Reproduce only the lines from the line containing "Place a marker on the pavement" to the end of the entries below, including both of those lines.

→ **Given data**:
=-=-=
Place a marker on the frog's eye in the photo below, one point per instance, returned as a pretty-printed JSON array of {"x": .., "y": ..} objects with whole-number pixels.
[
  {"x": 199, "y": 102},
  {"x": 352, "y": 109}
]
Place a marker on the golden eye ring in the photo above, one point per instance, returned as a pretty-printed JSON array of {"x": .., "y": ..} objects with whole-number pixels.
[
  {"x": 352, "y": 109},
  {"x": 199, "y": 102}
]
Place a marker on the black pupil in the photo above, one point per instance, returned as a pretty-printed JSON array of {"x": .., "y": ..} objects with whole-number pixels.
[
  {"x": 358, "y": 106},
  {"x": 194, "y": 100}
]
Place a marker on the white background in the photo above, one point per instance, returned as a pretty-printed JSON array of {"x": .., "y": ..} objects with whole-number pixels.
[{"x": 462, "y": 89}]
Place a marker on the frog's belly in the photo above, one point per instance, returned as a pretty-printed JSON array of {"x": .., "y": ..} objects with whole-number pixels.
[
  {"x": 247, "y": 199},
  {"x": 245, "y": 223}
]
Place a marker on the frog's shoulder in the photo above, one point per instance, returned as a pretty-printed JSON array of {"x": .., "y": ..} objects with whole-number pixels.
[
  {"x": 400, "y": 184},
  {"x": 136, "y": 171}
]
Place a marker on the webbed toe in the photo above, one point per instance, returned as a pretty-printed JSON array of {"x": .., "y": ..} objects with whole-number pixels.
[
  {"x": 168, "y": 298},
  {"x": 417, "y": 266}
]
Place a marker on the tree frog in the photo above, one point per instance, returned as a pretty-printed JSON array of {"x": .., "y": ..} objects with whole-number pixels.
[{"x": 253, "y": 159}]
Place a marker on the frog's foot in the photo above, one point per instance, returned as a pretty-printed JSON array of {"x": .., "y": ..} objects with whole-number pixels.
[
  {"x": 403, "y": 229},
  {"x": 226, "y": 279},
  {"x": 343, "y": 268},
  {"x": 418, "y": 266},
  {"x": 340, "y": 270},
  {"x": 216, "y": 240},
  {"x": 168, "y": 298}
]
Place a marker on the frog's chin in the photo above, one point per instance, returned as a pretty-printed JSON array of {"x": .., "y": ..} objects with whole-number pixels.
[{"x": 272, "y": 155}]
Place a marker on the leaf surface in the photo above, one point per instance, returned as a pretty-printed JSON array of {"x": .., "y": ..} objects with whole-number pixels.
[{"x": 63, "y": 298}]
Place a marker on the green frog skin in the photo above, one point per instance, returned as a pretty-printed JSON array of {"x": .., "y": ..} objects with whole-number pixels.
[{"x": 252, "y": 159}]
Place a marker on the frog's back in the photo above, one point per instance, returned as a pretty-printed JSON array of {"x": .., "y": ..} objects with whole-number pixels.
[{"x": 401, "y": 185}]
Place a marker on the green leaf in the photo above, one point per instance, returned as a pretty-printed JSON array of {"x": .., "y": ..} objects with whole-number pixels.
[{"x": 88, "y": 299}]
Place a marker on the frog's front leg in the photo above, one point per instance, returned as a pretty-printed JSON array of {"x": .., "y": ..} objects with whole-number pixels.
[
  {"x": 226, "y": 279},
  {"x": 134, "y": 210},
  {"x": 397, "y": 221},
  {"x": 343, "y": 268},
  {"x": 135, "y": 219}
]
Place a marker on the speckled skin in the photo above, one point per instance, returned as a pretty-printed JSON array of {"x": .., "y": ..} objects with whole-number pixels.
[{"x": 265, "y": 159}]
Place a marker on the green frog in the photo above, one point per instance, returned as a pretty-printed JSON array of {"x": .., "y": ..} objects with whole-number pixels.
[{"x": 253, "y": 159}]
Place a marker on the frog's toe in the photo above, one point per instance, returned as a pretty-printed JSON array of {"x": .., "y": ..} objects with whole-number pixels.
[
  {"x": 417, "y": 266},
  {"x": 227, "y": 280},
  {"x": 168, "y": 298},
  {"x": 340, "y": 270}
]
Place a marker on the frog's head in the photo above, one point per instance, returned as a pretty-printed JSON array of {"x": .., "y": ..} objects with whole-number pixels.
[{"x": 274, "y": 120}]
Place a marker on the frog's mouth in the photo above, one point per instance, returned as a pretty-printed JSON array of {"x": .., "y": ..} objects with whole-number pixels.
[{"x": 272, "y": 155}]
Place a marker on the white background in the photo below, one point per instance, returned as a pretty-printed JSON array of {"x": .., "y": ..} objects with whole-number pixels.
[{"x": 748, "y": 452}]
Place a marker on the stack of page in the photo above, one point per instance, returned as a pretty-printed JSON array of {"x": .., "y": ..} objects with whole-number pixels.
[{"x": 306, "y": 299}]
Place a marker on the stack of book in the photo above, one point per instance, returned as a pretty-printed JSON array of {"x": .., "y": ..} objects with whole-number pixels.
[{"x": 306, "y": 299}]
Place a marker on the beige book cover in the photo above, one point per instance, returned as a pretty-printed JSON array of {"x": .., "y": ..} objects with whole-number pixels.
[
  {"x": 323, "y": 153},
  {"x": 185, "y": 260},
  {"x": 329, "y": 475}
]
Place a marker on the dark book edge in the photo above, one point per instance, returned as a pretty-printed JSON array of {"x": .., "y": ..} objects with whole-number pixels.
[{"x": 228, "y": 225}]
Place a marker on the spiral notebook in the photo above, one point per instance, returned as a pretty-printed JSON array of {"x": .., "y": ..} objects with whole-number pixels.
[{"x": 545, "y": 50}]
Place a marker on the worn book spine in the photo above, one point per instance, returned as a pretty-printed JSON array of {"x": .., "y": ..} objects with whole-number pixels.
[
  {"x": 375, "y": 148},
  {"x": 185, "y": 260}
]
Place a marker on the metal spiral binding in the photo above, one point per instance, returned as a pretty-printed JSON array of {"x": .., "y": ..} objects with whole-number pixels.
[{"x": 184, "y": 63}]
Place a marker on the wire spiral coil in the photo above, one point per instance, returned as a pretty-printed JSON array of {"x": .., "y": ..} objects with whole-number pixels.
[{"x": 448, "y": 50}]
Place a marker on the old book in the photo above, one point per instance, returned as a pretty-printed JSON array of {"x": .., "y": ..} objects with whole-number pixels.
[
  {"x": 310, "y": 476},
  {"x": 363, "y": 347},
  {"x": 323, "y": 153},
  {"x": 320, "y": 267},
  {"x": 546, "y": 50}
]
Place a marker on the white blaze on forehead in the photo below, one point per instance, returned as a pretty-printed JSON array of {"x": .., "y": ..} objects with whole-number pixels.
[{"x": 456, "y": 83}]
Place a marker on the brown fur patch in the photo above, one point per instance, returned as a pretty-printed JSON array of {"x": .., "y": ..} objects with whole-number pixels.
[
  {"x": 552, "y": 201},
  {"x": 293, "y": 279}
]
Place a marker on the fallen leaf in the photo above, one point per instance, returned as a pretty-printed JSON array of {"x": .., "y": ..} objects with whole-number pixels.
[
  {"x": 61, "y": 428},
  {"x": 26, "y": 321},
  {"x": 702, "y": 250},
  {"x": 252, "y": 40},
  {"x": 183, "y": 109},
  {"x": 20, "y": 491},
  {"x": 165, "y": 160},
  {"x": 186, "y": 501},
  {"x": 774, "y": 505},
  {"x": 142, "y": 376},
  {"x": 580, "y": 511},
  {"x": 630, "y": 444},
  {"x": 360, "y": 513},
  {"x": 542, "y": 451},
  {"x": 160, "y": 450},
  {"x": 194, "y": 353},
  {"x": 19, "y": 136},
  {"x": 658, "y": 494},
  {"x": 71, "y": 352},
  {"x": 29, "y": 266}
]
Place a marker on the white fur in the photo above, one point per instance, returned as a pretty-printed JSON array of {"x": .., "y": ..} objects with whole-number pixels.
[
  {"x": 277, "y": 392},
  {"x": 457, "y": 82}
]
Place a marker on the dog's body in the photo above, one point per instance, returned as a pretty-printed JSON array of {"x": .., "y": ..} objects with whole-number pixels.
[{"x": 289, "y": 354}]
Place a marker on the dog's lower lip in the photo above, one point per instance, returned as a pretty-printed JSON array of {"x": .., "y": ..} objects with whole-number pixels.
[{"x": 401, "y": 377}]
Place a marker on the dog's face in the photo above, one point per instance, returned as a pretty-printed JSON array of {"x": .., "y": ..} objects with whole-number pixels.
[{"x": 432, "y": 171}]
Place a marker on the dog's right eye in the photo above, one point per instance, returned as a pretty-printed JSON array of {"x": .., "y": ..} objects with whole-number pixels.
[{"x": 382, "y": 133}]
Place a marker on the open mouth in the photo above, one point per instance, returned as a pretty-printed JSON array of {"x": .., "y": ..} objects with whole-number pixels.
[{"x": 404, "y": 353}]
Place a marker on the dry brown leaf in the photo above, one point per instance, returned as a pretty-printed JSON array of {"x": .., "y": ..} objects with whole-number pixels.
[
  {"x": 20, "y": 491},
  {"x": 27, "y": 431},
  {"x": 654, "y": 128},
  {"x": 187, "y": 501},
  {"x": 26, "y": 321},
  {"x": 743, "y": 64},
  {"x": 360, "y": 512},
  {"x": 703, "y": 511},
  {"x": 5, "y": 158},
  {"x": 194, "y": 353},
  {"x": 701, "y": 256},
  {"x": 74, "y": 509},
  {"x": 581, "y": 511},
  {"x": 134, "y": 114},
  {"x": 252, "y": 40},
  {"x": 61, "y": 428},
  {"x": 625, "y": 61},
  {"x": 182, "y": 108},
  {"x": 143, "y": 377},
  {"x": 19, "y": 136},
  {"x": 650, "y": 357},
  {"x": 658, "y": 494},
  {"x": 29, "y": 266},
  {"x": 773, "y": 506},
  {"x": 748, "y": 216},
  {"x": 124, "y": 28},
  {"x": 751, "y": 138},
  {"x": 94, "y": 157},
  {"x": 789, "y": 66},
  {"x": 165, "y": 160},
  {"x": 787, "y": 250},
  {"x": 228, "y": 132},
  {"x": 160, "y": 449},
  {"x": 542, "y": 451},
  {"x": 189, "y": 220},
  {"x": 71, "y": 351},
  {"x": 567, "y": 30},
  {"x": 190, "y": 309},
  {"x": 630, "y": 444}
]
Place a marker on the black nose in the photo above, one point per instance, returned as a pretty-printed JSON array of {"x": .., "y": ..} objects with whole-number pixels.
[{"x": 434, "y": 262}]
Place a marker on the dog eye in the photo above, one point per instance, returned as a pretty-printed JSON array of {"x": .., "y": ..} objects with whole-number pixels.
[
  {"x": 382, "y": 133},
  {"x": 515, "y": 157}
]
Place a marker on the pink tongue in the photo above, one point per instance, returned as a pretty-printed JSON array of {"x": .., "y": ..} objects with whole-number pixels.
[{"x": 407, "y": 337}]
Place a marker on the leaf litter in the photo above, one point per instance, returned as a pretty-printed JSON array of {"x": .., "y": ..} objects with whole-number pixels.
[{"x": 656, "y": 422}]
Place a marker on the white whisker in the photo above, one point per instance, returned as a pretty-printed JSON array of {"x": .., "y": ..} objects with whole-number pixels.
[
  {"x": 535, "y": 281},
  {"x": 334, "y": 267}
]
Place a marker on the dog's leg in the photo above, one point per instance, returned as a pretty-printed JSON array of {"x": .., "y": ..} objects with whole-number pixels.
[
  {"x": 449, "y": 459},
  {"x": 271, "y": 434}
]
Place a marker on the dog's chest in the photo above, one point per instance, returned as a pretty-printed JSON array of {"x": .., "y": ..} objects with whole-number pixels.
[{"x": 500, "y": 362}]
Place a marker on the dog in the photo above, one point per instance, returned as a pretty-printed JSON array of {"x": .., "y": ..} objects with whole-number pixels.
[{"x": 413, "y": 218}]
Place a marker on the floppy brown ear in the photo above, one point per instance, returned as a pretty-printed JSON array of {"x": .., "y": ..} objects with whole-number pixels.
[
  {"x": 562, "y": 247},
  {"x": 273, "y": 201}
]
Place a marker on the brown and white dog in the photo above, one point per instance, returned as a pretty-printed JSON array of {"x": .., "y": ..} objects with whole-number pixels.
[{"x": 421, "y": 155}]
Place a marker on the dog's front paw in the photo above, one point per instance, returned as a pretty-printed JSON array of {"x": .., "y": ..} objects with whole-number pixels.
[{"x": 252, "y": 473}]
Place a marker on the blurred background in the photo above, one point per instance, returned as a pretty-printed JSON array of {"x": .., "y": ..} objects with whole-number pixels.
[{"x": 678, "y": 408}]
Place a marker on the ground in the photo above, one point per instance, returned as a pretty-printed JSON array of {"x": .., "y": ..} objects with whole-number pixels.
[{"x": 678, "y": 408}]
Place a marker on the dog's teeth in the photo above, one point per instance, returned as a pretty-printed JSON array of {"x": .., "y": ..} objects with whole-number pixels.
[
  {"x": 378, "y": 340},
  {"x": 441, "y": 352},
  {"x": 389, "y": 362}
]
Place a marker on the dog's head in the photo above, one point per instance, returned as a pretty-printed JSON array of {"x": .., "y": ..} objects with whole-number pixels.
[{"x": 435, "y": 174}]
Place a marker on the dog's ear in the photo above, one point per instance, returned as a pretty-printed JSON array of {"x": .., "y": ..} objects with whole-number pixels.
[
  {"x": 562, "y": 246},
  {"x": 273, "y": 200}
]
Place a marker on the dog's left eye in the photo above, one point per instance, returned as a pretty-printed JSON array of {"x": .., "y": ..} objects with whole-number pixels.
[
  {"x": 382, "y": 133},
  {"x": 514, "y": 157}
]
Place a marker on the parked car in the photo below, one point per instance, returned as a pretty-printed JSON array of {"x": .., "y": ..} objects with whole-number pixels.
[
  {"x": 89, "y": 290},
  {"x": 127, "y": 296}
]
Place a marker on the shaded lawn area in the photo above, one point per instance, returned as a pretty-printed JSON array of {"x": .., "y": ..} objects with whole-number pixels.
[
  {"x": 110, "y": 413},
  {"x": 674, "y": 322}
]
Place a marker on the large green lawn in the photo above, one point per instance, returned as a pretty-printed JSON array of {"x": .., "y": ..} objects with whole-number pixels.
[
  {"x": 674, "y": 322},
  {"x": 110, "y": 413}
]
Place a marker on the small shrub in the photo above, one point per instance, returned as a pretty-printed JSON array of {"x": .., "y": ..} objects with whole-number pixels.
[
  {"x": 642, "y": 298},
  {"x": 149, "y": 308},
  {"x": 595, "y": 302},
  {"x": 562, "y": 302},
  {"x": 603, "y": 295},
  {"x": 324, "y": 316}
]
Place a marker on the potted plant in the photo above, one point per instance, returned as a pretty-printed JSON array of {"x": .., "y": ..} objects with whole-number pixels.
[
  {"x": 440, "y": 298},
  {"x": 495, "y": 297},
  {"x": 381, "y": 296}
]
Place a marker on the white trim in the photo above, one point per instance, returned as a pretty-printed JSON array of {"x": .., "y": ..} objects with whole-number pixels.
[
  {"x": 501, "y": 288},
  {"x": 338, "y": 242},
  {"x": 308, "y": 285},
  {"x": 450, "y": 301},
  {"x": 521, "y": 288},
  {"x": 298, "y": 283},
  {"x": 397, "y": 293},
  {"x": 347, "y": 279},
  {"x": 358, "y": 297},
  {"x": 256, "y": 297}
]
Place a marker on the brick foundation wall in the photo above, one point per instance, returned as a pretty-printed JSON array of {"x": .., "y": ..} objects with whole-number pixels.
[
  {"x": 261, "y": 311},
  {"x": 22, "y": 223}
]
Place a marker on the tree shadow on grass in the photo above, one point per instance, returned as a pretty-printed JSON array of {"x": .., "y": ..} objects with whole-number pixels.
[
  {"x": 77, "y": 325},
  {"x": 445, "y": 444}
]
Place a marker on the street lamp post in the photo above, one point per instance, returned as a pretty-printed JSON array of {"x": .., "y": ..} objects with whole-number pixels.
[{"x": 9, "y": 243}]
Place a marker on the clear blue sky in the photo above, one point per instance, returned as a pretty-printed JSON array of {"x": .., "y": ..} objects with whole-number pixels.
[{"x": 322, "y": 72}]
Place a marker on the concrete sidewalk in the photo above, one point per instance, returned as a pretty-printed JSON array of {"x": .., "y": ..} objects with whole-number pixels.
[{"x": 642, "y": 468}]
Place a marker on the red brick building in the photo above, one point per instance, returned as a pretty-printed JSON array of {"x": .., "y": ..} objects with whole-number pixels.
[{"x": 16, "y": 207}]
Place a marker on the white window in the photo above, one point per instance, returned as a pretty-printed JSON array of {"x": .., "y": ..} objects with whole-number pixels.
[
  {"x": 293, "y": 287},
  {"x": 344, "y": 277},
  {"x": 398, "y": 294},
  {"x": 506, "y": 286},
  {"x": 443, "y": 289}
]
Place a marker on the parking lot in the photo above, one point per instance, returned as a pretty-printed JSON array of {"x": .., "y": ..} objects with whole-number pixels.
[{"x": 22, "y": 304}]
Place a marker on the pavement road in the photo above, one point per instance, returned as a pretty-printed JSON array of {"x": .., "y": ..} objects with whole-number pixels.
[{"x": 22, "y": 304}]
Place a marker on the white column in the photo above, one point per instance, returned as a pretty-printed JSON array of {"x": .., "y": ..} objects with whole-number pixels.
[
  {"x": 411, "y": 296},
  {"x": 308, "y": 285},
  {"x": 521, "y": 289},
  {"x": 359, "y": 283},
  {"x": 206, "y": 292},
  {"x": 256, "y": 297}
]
=-=-=
→ **Final answer**:
Place a marker on the pavement road in the photo above, one point per instance, returned as a pretty-printed JSON array of {"x": .., "y": ..} objects with whole-number pixels.
[{"x": 22, "y": 304}]
Place a marker on the white column in the photo above, one point per instance, returned as a pretty-printed JSON array of {"x": .., "y": ..} objects with whole-number pixels.
[
  {"x": 411, "y": 296},
  {"x": 308, "y": 285},
  {"x": 521, "y": 289},
  {"x": 359, "y": 283},
  {"x": 206, "y": 292},
  {"x": 256, "y": 297}
]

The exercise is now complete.